SUPPLIED TEXT:
┄┄┄┄┄┄┄┄┄┄┄┄┄┄┄┄┄┄┄┄

Central bank independence has NEVER existed in the United States. The Fed was established in 1914 and quickly allowed gold reserves to shoot up beyond what was deemed appropriate for a stable inflation rate. The money supply under this gold standard period then shot up and WWI inflation was substantial. Michal Bordo marks 1914 as the end of the classic gold standard period that had been in effect since 1834, with the US bimetallic standard going back to 1792. During WWI, other countries’ gold flowed into the US and caused US inflation.
The Fed had been established after the 1906 banking panic ensued and the Aldrich Commission was tasked with creating a central bank that could stop such panics and therefore provide insurance against bank panics. Nothing in the Fed’s 1913 statute allowed such banking policy and the Fed today still has no such banking insurance policy in its statutes (The 1946 Full Employment Act as fully amended by the 1978 Balanced Growth and Full Employment Act).
Federal Reserve independence has no real statutory basis and does not exist in any meaningful way. The only mandate of the Fed is a zero percent inflation rate target by the 1978 Act. The Fed ignores this. During the gold standard of Bretton Woods, post-1946, the Fed also ignored the strictures of that mandate.
During the Vietnam War, the Fed bought an increasing share of Treasury debt relative to GDP, caused the price of gold to rise in markets above $35 an ounce of gold that the Fed was mandated to keep, induced the Bretton Woods countries to agree to suspend redemption of currency into gold by ordinary people, allowed redemption only by other central banks in Bretton Woods, and led to these other central banks buying up the US dollars to hold as excess reserves. This imported the US inflation into those other countries. It continued until France began cashing in US dollars for gold in 1971 and that ended the gold standard as Nixon closed the gold window at the Treasury. The Fed was not independent then.
Inflation rate targeting started in the 1978 Act was carried out by Volcker after Carter fired Miller after 11 months since inflation was still rising. Volcker succeeded in carrying out the 1983 target of 3% inflation, as stipulated in the 1978 Act (which stipulated 0% inflation from 1988 onwards). The Fed was briefly independent then.

┄┄┄┄┄┄┄┄┄┄┄┄┄┄┄┄┄┄┄┄

TO DO:
- a) Please list every person the passage on Federal Reserve independence names, leaving out names that appear only within the name of an organization.
- b) Reproduce the portion of the passage on Federal Reserve independence starting at "The Fed had" and ending at "Full Employment Act).".
- c) Extend the passage on Federal Reserve independence with the section that would come next.

┄┄┄┄┄┄┄┄┄┄┄┄┄┄┄┄┄┄┄┄

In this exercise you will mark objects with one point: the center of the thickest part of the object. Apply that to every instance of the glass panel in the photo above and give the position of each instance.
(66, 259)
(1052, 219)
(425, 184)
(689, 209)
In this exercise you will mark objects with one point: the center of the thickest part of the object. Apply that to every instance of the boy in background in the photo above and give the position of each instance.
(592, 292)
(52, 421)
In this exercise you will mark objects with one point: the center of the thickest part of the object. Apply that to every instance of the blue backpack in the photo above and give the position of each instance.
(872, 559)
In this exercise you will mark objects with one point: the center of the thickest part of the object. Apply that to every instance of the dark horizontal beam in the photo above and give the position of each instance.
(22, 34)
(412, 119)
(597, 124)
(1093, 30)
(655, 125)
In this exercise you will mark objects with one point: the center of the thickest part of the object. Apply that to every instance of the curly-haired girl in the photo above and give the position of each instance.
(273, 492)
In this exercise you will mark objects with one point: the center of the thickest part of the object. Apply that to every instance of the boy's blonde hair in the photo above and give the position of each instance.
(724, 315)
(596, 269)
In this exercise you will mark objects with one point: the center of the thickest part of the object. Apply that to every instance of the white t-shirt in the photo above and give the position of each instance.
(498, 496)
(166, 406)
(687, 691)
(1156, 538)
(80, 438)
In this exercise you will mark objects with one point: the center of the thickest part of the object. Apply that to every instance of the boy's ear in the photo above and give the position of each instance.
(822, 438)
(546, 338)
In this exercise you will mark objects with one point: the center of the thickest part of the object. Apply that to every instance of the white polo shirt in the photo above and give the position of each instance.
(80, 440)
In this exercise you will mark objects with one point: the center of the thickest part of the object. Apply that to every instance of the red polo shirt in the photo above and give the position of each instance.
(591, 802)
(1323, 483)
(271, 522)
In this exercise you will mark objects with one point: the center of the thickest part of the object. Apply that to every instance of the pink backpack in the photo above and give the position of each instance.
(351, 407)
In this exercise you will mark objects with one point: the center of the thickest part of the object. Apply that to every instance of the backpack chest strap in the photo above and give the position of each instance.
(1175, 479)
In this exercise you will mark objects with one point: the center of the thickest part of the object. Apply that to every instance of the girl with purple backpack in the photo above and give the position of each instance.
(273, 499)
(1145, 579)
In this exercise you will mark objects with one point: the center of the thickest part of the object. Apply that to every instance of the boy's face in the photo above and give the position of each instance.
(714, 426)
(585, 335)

┄┄┄┄┄┄┄┄┄┄┄┄┄┄┄┄┄┄┄┄

RESPONSES PER TASK:
- a) Michal Bordo, Nixon, Carter, Miller, Volcker

- b)
The Fed had been established after the 1906 banking panic ensued and the Aldrich Commission was tasked with creating a central bank that could stop such panics and therefore provide insurance against bank panics. Nothing in the Fed’s 1913 statute allowed such banking policy and the Fed today still has no such banking insurance policy in its statutes (The 1946 Full Employment Act as fully amended by the 1978 Balanced Growth and Full Employment Act).

- c)
This period of stability was ended with the terrorist attacks in 2001. Greenspan printed enough money to drive the short term market interest rates below the inflation rate for three years. Inflation steadily rose from 1% to 4% from 2002-2004, and then the Fed decided to quickly raise interest rates to “normalize” them: that is to make them higher than the inflation rate to yield a positive real interest rate. The Fed was not independent then.
The sudden unexpected increase in interest rates caused the 2008 financial collapse. Then the Fed again began printing so much money to finance the banking crisis Treasury expenditure that the Fed also began sterilizing freshly printed money by inducing banks to keep it as reserves by paying interest on reserves. This diverted the inflation tax revenue from the US Treasury (taxpayers) to private banks (a special interest group adversely affected by the bank panic). The Fed was not independent then.
In 2012 the Fed created a 2% inflation rate target in direct violation of the 1978 Act. It had printed so much money for so long with a 2% target murmured throughout central banks that the Fed did not bother to mention that this was illegal by US statutory Congressional law. The Fed was not independent then. Today, after printing so much money to finance Treasury spending during the pandemic, inflation is still high but falling. The Fed actively supported Treasury spending by increasing the inflation tax and allowing the President and Congress to avoid raising statutory taxes or to reduce spending. The Fed was not independent then or now.